Aim of the task
Keep only the lines below that contain the word "Your", matching its capitalization exactly, and copy each one out in full.

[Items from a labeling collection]

=-=-=

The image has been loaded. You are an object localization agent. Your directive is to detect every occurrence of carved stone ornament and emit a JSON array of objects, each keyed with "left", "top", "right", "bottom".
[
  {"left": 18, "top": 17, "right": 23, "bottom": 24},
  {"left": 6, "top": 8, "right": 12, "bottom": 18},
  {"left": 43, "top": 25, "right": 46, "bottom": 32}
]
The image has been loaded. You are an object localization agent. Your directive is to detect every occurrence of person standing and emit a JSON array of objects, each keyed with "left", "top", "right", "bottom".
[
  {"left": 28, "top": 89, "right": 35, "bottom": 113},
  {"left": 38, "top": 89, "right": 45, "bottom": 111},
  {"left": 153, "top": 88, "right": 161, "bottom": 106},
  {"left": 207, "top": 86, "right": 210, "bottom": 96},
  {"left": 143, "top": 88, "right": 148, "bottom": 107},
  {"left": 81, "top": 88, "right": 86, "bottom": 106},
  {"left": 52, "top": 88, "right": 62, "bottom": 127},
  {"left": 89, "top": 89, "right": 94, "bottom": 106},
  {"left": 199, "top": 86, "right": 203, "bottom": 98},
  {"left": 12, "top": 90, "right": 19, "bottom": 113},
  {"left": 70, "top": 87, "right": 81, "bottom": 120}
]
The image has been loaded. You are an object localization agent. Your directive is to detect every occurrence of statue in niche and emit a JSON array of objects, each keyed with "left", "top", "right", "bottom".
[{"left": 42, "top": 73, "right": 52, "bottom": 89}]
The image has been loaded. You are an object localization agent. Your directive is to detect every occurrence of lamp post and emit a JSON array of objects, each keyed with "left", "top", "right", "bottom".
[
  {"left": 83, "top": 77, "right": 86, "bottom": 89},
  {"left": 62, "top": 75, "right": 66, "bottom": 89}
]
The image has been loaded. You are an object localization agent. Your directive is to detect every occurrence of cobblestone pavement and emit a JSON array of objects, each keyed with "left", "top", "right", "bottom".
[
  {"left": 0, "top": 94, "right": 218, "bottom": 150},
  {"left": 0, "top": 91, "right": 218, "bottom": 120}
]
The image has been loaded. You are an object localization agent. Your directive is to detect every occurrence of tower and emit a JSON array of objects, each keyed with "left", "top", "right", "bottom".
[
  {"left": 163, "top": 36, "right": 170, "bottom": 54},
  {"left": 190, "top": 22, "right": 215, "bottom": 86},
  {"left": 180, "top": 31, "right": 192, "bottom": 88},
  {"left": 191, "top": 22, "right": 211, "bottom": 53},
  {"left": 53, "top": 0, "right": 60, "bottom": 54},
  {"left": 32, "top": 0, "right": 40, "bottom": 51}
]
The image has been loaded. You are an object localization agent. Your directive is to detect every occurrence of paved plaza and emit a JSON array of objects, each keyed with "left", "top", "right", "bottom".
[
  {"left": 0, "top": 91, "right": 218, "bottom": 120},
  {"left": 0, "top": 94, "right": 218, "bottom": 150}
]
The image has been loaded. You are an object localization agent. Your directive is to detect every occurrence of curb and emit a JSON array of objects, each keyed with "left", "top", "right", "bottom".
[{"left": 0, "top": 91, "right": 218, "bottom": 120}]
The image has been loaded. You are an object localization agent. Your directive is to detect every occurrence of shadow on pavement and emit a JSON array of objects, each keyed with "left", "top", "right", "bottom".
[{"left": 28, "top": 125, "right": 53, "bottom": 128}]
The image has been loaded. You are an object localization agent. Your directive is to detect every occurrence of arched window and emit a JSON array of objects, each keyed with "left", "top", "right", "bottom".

=-=-=

Exercise result
The image has been loaded. You are an object localization agent. Your directive is to detect every occurrence of carved stone ornament and emit a JSON array of objects, each keyed with "left", "top", "right", "bottom".
The image has been loaded. You are an object localization agent. Your directive is to detect every occurrence of person standing and emit a JSON array of objects, each keyed with "left", "top", "right", "bottom".
The image has been loaded. You are an object localization agent. Your directive is to detect every occurrence of statue in niche and emit a JSON array of objects, each keyed with "left", "top", "right", "bottom".
The image has been loaded. You are an object localization agent. Your directive is to detect every occurrence of lamp post and emit a JSON array of objects, each keyed with "left", "top", "right", "bottom".
The image has been loaded. You are an object localization agent. Your directive is to detect every occurrence of cobblestone pavement and emit a JSON array of objects, each keyed with "left", "top", "right", "bottom".
The image has been loaded. You are an object localization agent. Your directive is to detect every occurrence of tower and emit a JSON array of objects, each keyed with "left", "top", "right", "bottom".
The image has been loaded. You are an object localization agent. Your directive is to detect every occurrence of paved plaza and emit a JSON array of objects, each keyed with "left", "top", "right", "bottom".
The image has been loaded. You are an object localization agent. Your directive is to detect every occurrence of curb and emit a JSON array of objects, each keyed with "left", "top", "right", "bottom".
The image has been loaded. You are an object localization agent. Your directive is to detect every occurrence of shadow on pavement and emit a JSON array of objects, each keyed with "left", "top", "right", "bottom".
The image has been loaded. You are an object localization agent. Your directive is to detect every occurrence of arched window and emit a JSON array of objects, each keyed with "left", "top", "right", "bottom".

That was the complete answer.